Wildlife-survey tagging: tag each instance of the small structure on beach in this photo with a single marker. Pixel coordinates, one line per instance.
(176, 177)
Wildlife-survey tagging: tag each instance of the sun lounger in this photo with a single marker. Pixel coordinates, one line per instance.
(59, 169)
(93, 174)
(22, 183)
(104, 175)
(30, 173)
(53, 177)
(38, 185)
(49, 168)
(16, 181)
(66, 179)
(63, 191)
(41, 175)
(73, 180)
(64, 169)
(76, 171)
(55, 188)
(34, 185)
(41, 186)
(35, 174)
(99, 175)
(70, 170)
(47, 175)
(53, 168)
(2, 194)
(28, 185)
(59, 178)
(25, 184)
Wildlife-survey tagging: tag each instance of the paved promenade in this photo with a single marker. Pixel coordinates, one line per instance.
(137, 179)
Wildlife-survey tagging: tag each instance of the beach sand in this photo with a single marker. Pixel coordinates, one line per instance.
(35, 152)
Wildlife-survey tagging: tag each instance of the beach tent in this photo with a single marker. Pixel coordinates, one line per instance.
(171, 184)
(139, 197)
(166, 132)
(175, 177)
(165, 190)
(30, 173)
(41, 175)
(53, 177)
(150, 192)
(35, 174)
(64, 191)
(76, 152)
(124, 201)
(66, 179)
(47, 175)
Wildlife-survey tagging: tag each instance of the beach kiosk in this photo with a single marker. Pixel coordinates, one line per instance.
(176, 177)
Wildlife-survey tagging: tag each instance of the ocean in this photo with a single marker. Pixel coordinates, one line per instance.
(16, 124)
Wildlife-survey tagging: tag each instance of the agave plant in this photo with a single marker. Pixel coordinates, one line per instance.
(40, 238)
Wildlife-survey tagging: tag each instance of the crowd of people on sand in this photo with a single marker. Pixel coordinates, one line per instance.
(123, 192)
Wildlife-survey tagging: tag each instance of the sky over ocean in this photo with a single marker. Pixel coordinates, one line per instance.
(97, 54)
━━━━
Task prompt => Nothing but the lines from the one holding "Wildlife-survey tagging: tag each instance of the crowd" to the end of the entries should be output, each exactly as it appears.

Solution to this task =>
Wildlife-survey tagging: tag each instance of the crowd of people on sand in this photo with a single marker. Pixel coordinates, one line per instance.
(123, 192)
Wildlife-survey tagging: tag each instance of the sky over ocean in this photo with a single marker. Pixel coordinates, one line per instance.
(97, 54)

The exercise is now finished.